**AIM**
Take all the material and copy it exactly.

■ ■ ■ ■ ■

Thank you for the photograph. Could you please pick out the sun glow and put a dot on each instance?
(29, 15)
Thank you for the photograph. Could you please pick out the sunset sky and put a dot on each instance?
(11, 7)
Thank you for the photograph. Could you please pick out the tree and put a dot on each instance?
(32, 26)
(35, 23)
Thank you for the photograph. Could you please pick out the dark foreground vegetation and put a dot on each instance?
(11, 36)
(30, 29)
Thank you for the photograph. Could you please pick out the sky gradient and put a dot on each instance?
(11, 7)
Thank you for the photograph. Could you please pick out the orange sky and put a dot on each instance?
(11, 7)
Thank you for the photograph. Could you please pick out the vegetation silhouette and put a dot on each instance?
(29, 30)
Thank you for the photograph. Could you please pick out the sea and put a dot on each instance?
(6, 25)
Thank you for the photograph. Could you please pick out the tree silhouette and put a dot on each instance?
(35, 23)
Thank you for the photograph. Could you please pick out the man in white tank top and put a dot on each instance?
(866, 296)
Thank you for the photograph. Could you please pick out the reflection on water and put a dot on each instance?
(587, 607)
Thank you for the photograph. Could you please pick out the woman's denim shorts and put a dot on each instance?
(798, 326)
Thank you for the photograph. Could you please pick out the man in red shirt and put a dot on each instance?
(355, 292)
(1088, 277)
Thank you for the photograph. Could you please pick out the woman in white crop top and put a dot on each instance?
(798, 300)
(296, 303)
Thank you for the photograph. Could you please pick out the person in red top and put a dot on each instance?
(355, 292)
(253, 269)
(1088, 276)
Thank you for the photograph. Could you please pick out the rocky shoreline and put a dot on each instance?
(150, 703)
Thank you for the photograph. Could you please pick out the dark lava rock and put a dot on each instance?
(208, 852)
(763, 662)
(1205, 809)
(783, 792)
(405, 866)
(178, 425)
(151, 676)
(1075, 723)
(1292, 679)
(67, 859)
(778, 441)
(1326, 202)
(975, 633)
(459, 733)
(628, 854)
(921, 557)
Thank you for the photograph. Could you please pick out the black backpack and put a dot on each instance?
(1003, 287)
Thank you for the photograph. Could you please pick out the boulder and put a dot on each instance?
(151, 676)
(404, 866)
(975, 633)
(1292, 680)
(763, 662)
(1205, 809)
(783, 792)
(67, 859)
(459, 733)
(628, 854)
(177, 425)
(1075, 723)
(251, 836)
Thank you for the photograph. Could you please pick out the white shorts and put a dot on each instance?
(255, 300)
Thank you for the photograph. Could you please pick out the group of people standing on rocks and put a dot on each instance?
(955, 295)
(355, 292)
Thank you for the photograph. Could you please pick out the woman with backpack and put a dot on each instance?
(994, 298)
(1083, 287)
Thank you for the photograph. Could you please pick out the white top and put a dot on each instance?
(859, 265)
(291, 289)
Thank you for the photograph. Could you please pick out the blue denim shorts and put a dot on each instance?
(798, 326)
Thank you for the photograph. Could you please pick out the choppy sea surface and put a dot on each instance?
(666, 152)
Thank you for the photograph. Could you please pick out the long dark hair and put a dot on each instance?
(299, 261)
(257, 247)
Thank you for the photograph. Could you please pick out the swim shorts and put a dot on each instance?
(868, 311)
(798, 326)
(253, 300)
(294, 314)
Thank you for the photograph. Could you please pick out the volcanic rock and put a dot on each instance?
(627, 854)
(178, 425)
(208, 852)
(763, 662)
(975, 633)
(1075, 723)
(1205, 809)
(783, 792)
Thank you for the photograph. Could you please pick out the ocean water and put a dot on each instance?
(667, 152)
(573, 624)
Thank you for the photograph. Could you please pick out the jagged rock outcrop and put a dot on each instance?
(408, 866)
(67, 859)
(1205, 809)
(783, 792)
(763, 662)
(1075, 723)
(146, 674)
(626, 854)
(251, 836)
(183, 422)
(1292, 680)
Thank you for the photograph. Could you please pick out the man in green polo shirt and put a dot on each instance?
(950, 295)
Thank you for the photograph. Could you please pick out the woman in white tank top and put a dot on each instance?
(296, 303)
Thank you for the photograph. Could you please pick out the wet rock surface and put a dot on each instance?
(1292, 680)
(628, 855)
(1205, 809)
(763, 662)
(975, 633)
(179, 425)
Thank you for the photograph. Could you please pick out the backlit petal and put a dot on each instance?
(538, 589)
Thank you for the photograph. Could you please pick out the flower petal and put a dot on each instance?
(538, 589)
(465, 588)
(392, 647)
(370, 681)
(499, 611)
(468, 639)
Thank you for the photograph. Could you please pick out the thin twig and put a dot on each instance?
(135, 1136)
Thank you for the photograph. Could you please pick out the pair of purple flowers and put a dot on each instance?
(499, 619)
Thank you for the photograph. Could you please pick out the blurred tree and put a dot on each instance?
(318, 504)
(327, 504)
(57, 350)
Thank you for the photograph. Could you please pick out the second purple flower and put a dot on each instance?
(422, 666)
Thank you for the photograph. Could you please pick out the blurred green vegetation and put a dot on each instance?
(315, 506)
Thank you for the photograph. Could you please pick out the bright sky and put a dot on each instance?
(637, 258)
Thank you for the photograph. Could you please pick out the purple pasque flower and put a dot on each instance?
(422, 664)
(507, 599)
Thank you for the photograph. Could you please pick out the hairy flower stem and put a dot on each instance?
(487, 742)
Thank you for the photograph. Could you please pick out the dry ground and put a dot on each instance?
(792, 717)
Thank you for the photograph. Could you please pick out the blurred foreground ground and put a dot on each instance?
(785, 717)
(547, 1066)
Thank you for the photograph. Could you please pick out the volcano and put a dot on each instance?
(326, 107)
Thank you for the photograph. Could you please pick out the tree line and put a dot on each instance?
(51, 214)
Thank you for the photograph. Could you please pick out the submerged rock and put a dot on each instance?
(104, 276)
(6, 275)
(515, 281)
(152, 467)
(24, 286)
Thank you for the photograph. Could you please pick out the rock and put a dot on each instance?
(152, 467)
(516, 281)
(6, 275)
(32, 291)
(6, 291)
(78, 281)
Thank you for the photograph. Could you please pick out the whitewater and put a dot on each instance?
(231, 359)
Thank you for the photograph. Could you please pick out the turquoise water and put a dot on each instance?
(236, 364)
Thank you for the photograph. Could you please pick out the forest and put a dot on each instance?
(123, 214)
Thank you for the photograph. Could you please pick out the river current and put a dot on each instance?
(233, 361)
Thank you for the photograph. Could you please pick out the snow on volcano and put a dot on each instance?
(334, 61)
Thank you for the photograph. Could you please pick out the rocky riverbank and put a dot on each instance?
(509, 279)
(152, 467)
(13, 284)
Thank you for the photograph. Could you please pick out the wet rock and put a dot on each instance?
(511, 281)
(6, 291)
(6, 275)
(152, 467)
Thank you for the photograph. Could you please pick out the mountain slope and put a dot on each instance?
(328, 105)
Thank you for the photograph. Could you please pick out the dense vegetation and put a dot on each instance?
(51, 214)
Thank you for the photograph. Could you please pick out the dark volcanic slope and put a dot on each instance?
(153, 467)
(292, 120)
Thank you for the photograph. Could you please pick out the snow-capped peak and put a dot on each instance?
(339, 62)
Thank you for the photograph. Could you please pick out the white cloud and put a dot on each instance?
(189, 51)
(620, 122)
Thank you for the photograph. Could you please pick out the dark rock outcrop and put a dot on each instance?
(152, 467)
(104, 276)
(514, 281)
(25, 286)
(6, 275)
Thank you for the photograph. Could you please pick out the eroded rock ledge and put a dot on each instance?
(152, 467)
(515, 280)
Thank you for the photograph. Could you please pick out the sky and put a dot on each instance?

■ ■ ■ ■ ■

**ANSWER TO THIS TASK**
Thank you for the photograph. Could you please pick out the sun glow and put a dot on each instance?
(29, 15)
Thank you for the photograph. Could you please pick out the sunset sky and put a dot on each instance?
(11, 7)
Thank you for the photograph. Could you please pick out the tree and put a dot on each instance?
(32, 26)
(35, 23)
Thank you for the photograph. Could you please pick out the dark foreground vegetation and put a dot on each instance?
(11, 36)
(30, 29)
Thank you for the photograph. Could you please pick out the sky gradient and put a dot on each instance?
(11, 7)
Thank you for the photograph. Could you please pick out the orange sky and put a dot on each instance?
(11, 7)
Thank you for the photograph. Could you please pick out the vegetation silhouette and put a dot on each instance?
(29, 30)
Thank you for the photograph. Could you please pick out the sea and put a dot on each instance?
(6, 25)
Thank you for the photograph. Could you please pick out the tree silhouette and put a dot on each instance?
(35, 23)
Thank you for the photograph. Could you please pick out the man in white tank top and put a dot on each instance?
(866, 296)
Thank you for the photograph. Could you please pick out the reflection on water and put a dot on each instance?
(587, 607)
Thank you for the photograph. Could you please pick out the woman's denim shorts and put a dot on each instance?
(798, 326)
Thank you for the photograph. Could you please pick out the man in red shirt and put a dot on each instance?
(355, 292)
(1088, 277)
Thank you for the photograph. Could you please pick out the woman in white crop top and put a dot on each instance?
(798, 300)
(296, 303)
Thank you for the photograph. Could you please pick out the person in red top and put a dot on each instance?
(355, 292)
(253, 269)
(1088, 276)
Thank you for the photograph. Could you please pick out the rocky shoreline and put a dot on each instance?
(150, 703)
Thank you for the photograph. Could you please pick out the dark lava rock and put a dot on each instance?
(208, 852)
(763, 662)
(1205, 809)
(783, 792)
(405, 866)
(178, 425)
(151, 676)
(1075, 723)
(1292, 679)
(67, 859)
(778, 441)
(1326, 202)
(975, 633)
(459, 733)
(628, 854)
(921, 557)
Thank you for the photograph. Could you please pick out the black backpack and put a dot on each instance?
(1003, 287)
Thank you for the photograph. Could you please pick out the boulder and put a dot on each instance?
(151, 676)
(404, 866)
(975, 633)
(1292, 680)
(763, 662)
(1205, 809)
(783, 792)
(67, 859)
(459, 733)
(628, 854)
(177, 425)
(1075, 723)
(251, 836)
Thank you for the photograph. Could you please pick out the white shorts and put a dot on each instance?
(255, 300)
Thank you for the photograph. Could you please pick out the group of people standing on rocks and put a dot on each instance?
(955, 295)
(355, 292)
Thank you for the photograph. Could you please pick out the woman with backpack and put a dot on each instance?
(994, 298)
(1083, 287)
Thank you for the photograph. Could you please pick out the white top and put a dot on each instance?
(859, 265)
(291, 289)
Thank you for the photograph. Could you please pick out the blue denim shorts and put a dot on each instance?
(798, 326)
Thank you for the photograph. Could you please pick out the choppy sea surface and put a dot on each instance?
(666, 152)
Thank you for the photograph. Could you please pick out the long dark hair and put a dot on each instance?
(299, 261)
(257, 247)
Thank you for the photograph. Could you please pick out the swim shorts and put a dot on each instance?
(868, 311)
(798, 326)
(253, 300)
(294, 314)
Thank you for the photograph. Could you please pick out the volcanic rock and put a dot on each instance?
(627, 854)
(178, 425)
(208, 852)
(763, 662)
(975, 633)
(1075, 723)
(1205, 809)
(783, 792)
Thank you for the photograph. Could you please pick out the ocean water and put a dot on each instance?
(667, 152)
(573, 624)
Thank you for the photograph. Could you please pick out the jagged rock outcrop and put a dot on each instance?
(408, 866)
(67, 859)
(1205, 809)
(783, 792)
(763, 662)
(1075, 723)
(146, 674)
(626, 854)
(251, 836)
(183, 422)
(1292, 680)
Thank you for the photograph. Could you please pick out the man in green polo shirt and put a dot on each instance?
(950, 295)
Thank you for the photograph. Could you please pick out the woman in white tank top and put a dot on each instance?
(296, 303)
Thank you for the photograph. Could you please pick out the wet rock surface and put a dot on each instance?
(1292, 680)
(628, 855)
(1205, 809)
(763, 662)
(975, 633)
(179, 425)
Thank you for the photograph. Could you please pick out the backlit petal and put a dot on each instance?
(538, 589)
Thank you for the photograph. Could you please pick out the flower petal and put a dot on each instance?
(538, 589)
(465, 588)
(392, 647)
(370, 681)
(499, 611)
(468, 639)
Thank you for the photograph. Could you please pick out the thin twig and put a dot on each instance?
(135, 1136)
Thank you for the photograph. Could you please pick out the pair of purple flowers and put a dot on each instance?
(499, 619)
Thank you for the photograph. Could you please pick out the blurred tree and put a dot on each instance?
(318, 504)
(327, 504)
(57, 350)
Thank you for the photograph. Could you please pick out the second purple flower and put a dot on each instance?
(422, 666)
Thank you for the photograph. Could you please pick out the blurred green vegetation and put a dot on each instance?
(315, 506)
Thank you for the photograph. Could you please pick out the bright sky and put a dot on each instance?
(637, 258)
Thank you for the photograph. Could you please pick out the purple pasque flower and put a dot on each instance?
(422, 664)
(507, 599)
Thank you for the photograph. Could you please pick out the hairy flower stem and put a dot on each instance?
(487, 742)
Thank you for the photograph. Could you please pick out the dry ground and put a dot on each instance?
(792, 717)
Thank you for the photograph. Could you please pick out the blurred foreground ground and put a dot on each instance?
(785, 717)
(547, 1066)
Thank you for the photograph. Could you please pick out the volcano and put a dot on each instance?
(326, 107)
Thank you for the photograph. Could you please pick out the tree line and put a dot on each instance?
(51, 214)
Thank you for the photograph. Could you please pick out the submerged rock and put a dot on each instance?
(104, 276)
(6, 275)
(515, 281)
(152, 467)
(24, 286)
Thank you for the photograph. Could you please pick out the rock and put a dot on each instance?
(152, 467)
(516, 281)
(6, 275)
(32, 291)
(6, 291)
(78, 281)
Thank you for the photograph. Could you please pick out the whitewater and put a dot on each instance?
(231, 359)
Thank you for the photograph. Could you please pick out the turquoise water and put a dot on each instance?
(236, 364)
Thank you for the photograph. Could you please pick out the forest and put a dot on each instance?
(123, 214)
Thank you for the photograph. Could you please pick out the river current and put a dot on each instance?
(233, 361)
Thank you for the photograph. Could you please pick out the snow on volcano and put a dot on each instance?
(334, 61)
Thank you for the photograph. Could you please pick out the rocky riverbank and put a dot on each instance?
(509, 279)
(152, 467)
(13, 284)
Thank you for the photograph. Could you please pick out the wet rock and put a dot on each instance?
(511, 281)
(6, 291)
(6, 275)
(152, 467)
Thank you for the photograph. Could you please pick out the mountain slope and put a dot on each instance?
(328, 105)
Thank you for the photograph. Could you please pick out the dense vegetation and put a dot on each instance?
(51, 214)
Thank you for the photograph. Could you please pick out the dark volcanic slope and put a dot on each instance?
(153, 467)
(292, 120)
Thank you for the photograph. Could you please pick out the snow-capped peak and put a dot on each instance?
(339, 62)
Thank you for the photograph. Could you please pick out the white cloud and put a dot on each instance?
(189, 51)
(620, 122)
Thank you for the photograph. Could you please pick out the dark rock outcrop and put a dot on each instance?
(152, 467)
(104, 276)
(514, 281)
(25, 286)
(6, 275)
Thank you for the photograph. Could you please pick out the eroded rock ledge and put a dot on each instance?
(152, 467)
(515, 280)
Thank you for the photograph. Could you please pick out the sky and put a dot on each instance?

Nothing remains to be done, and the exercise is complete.